[Source data]

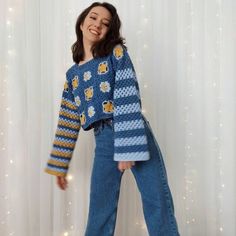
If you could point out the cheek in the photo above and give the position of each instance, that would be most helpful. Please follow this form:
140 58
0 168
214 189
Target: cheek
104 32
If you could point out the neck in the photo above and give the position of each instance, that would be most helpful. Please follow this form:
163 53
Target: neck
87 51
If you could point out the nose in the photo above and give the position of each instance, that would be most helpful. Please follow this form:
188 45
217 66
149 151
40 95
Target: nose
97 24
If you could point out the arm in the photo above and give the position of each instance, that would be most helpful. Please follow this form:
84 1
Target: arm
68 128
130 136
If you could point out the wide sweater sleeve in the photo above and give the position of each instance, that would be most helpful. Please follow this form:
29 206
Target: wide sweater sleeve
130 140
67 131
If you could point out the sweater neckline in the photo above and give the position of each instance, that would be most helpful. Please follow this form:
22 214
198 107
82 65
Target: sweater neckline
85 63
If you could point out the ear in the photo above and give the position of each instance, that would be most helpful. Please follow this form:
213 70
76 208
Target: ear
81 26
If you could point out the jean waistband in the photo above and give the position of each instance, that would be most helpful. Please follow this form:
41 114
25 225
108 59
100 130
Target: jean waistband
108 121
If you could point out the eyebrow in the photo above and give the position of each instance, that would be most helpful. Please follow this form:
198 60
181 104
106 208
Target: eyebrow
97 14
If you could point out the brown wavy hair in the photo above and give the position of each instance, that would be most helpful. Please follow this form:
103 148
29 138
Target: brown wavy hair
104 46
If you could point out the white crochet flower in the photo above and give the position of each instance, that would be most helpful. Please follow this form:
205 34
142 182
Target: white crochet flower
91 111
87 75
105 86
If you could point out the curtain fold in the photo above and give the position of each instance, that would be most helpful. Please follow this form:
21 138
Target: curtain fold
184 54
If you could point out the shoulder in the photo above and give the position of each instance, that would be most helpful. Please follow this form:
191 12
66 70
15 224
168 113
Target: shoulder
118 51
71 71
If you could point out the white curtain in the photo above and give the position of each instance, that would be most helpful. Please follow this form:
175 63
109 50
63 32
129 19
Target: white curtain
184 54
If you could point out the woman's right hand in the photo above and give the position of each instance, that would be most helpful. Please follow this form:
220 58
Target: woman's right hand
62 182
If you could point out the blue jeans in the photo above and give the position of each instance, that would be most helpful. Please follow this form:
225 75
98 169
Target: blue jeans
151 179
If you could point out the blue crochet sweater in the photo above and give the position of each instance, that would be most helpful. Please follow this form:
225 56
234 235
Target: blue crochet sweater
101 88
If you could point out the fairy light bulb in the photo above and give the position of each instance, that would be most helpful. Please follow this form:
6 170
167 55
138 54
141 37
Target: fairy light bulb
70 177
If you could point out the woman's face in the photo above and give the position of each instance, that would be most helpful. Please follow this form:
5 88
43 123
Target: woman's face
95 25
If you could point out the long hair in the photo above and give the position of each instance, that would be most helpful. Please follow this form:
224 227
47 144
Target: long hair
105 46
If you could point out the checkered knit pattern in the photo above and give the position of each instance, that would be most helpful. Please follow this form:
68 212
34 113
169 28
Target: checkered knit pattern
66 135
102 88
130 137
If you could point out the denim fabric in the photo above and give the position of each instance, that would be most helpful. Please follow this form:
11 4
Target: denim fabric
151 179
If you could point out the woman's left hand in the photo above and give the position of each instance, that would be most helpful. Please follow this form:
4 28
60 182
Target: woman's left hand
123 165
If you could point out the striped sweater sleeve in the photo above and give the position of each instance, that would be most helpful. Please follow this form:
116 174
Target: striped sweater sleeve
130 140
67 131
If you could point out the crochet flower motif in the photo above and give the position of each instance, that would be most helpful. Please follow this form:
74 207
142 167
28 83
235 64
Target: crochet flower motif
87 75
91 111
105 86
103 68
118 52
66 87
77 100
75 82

* * *

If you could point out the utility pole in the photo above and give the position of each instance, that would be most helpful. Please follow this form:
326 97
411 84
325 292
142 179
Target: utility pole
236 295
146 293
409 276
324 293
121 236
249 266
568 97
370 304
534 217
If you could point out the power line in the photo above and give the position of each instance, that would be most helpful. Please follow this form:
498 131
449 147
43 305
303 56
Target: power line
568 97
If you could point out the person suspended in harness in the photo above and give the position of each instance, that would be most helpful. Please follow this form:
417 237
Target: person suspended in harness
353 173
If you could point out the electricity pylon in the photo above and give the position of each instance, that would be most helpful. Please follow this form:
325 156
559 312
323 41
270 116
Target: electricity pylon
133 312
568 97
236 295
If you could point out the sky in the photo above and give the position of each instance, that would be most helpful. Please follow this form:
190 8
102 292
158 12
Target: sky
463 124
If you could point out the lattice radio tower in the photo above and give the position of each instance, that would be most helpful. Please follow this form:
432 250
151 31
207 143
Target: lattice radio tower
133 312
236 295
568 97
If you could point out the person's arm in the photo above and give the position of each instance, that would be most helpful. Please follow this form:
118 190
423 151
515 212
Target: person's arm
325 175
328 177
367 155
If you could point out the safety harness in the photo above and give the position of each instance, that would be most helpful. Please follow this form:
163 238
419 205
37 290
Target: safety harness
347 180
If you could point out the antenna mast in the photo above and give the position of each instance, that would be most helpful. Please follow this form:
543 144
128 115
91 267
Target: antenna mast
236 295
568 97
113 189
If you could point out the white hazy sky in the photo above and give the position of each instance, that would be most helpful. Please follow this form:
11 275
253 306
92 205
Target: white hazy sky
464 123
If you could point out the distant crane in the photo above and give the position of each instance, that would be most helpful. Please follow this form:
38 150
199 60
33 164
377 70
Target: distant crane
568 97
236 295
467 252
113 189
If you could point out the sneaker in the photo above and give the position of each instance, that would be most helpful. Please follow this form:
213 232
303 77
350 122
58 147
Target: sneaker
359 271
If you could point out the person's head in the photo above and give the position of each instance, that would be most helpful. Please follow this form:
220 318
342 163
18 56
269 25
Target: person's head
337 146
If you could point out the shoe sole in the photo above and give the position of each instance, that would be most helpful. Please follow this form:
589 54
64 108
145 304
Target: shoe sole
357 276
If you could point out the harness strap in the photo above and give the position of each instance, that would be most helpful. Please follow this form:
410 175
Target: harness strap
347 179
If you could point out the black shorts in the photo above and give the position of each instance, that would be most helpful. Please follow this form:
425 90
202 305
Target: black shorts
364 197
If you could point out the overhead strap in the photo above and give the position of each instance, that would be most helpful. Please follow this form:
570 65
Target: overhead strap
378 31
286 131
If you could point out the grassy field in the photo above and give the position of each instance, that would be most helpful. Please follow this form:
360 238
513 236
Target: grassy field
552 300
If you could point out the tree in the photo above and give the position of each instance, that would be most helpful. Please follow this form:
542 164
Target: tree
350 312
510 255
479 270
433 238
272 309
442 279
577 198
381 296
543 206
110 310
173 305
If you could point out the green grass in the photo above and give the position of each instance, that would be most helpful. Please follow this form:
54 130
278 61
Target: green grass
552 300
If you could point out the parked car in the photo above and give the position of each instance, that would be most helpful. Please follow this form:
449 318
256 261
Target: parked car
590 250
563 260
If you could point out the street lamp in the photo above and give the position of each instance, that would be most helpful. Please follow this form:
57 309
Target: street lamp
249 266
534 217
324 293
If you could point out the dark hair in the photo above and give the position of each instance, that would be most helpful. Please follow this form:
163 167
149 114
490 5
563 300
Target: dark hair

...

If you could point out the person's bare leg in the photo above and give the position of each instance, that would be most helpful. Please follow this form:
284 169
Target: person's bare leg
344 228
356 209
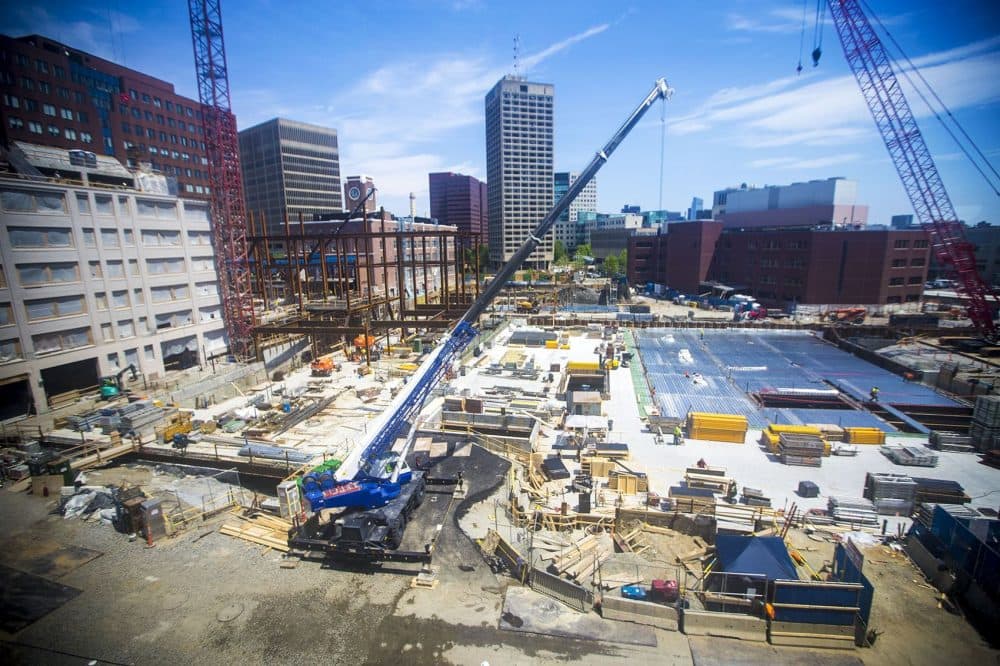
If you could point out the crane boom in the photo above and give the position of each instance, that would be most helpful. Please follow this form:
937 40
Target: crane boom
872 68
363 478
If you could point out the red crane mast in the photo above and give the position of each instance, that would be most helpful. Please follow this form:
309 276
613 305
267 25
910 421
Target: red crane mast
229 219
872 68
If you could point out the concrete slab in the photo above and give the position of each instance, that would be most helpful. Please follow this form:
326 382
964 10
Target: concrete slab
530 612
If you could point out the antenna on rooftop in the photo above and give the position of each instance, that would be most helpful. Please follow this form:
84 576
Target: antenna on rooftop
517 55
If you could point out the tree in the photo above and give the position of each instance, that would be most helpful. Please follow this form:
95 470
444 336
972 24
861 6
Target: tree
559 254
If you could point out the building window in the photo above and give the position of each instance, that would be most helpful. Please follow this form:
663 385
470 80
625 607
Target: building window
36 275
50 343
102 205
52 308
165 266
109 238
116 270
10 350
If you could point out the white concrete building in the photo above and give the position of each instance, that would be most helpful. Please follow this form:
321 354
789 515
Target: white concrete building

• [Do this]: Give the lines of the source data as a JSON list of strings, one string per line and no blank lines, starting with the line containing "If you could point out the white concrete" and going on through the line containing "Target: white concrete building".

• [Correct output]:
[
  "If you could point out the white concrete building in the photo above and give the position of each instance, that would be most helpful. Please follow this form:",
  "321 354",
  "789 515",
  "Target: white concrete building"
]